* [TEXT PASSAGE]
Jonathan Sumption

The peace to end all peace

The first world war was the last major conflict to be brought to an end in the traditional fashion, with a formal treaty of peace.

issue 21 November 2009

The first world war was the last major conflict to be brought to an end in the traditional fashion, with a formal treaty of peace. Or, rather, several treaties of peace, one for each of the defeated belligerents. They were all negotiated in Paris, but named after the various royal palaces in which the signing ceremonies were held: Versailles, the Trianon, Saint-Germain-en-Laye, Neuilly, Sèvres. These great buildings, arranged like pearls in a necklace around Paris across the hunting grounds of the former kings, were built to impress. But the treaties signed in them were arguably the most prodigious acts of folly in the history of European diplomacy.

The process began on a note of high morality, with President Wilson’s Fourteen Points. ‘The Good Lord only needed ten’, said the cynical Clemenceau, who as Prime Minister of France had the job of chairing the conference. He thought that Wilson was an ignorant and impractical idealist. To Keynes, the American President was the ‘blind and deaf Don Quixote’, bamboozled alternately by Britain and France. Yet Wilson’s Fourteen Points were a serious attempt to lay down the principles for a lasting peace. They were, if anything, less radical than Lloyd George’s ‘Three-point Programme’, which introduced the concept of self-determination: national boundaries based on ethnic and cultural communities.

* [THE RECORDS]

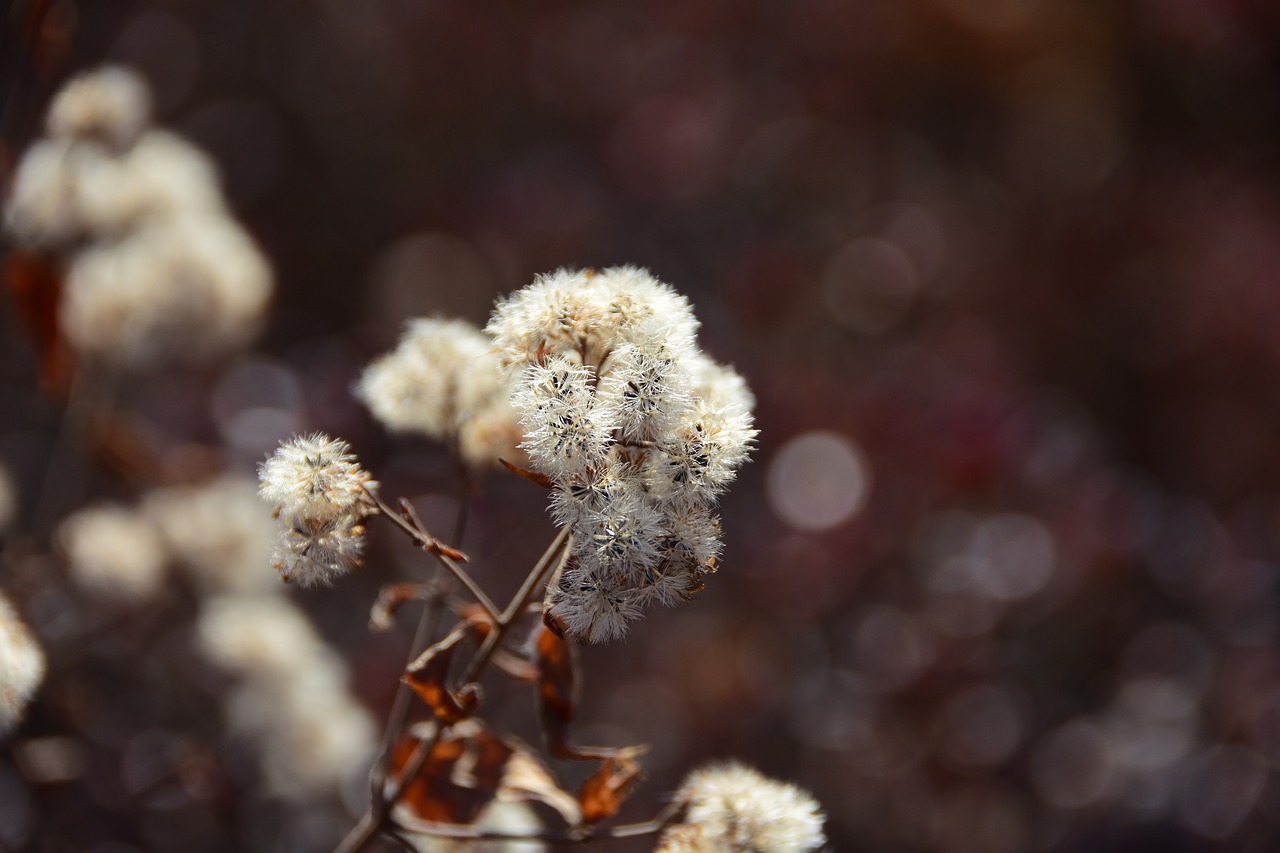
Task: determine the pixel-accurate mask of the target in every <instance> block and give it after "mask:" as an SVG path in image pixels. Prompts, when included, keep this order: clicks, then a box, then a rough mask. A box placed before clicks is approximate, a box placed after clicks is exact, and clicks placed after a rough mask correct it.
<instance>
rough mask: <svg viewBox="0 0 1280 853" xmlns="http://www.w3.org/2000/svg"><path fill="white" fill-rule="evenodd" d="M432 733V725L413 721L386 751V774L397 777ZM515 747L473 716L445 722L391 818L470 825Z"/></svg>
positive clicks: (425, 741)
mask: <svg viewBox="0 0 1280 853" xmlns="http://www.w3.org/2000/svg"><path fill="white" fill-rule="evenodd" d="M434 735H435V727H434V725H433V724H428V725H425V726H415V727H413V729H412V730H411V731H410V733H408V734H406V735H404V736H403V738H401V740H399V742H398V743H397V744H396V748H394V749H393V751H392V761H390V777H392V779H398V777H399V775H401V774H402V772H403V771H404V767H406V765H408V762H410V760H411V758H412V756H413V753H415V752H417V748H419V744H420V743H422V742H424V740H425V742H430V740H431V738H434ZM513 752H515V749H513V748H512V747H508V745H507V744H506V743H503V740H502V739H500V738H498V736H497V735H495V734H493V733H492V731H489V729H488V727H485V725H484V724H483V722H481V721H479V720H466V721H463V722H460V724H457V725H454V726H451V727H449V729H448V730H447V731H444V734H443V735H440V738H439V740H436V742H435V743H434V745H433V747H431V749H430V752H429V753H428V756H426V761H424V762H422V767H421V770H419V772H417V775H415V776H413V779H411V780H410V781H408V783H406V785H404V788H403V792H402V793H401V798H399V807H401V809H402V816H398V817H397V820H398V821H399V822H402V824H407V821H412V820H417V821H430V822H439V824H471V822H474V821H475V820H476V817H477V816H479V815H480V811H481V809H483V808H484V807H485V806H486V804H488V803H489V802H490V800H492V799H493V798H494V797H495V795H497V793H498V788H499V785H500V784H502V779H503V772H504V768H506V767H507V763H508V761H509V758H511V756H512V754H513Z"/></svg>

* [EXERCISE SET]
**a)** Copy the part of the article on the First World War peace treaties that opens with the words containing "The peace to" and closes with "of European diplomacy.".
**b)** Please set down the listing exactly, from its beginning through the line containing "positive clicks: (425, 741)", with both ends included and any pictures left out.

* [TASK-BY-TASK RESULTS]
**a)**
The peace to end all peace

The first world war was the last major conflict to be brought to an end in the traditional fashion, with a formal treaty of peace.

issue 21 November 2009

The first world war was the last major conflict to be brought to an end in the traditional fashion, with a formal treaty of peace. Or, rather, several treaties of peace, one for each of the defeated belligerents. They were all negotiated in Paris, but named after the various royal palaces in which the signing ceremonies were held: Versailles, the Trianon, Saint-Germain-en-Laye, Neuilly, Sèvres. These great buildings, arranged like pearls in a necklace around Paris across the hunting grounds of the former kings, were built to impress. But the treaties signed in them were arguably the most prodigious acts of folly in the history of European diplomacy.

**b)**
Task: determine the pixel-accurate mask of the target in every <instance> block and give it after "mask:" as an SVG path in image pixels. Prompts, when included, keep this order: clicks, then a box, then a rough mask. A box placed before clicks is approximate, a box placed after clicks is exact, and clicks placed after a rough mask correct it.
<instance>
rough mask: <svg viewBox="0 0 1280 853" xmlns="http://www.w3.org/2000/svg"><path fill="white" fill-rule="evenodd" d="M432 733V725L413 721L386 751V774L397 777ZM515 747L473 716L445 722L391 818L470 825Z"/></svg>
positive clicks: (425, 741)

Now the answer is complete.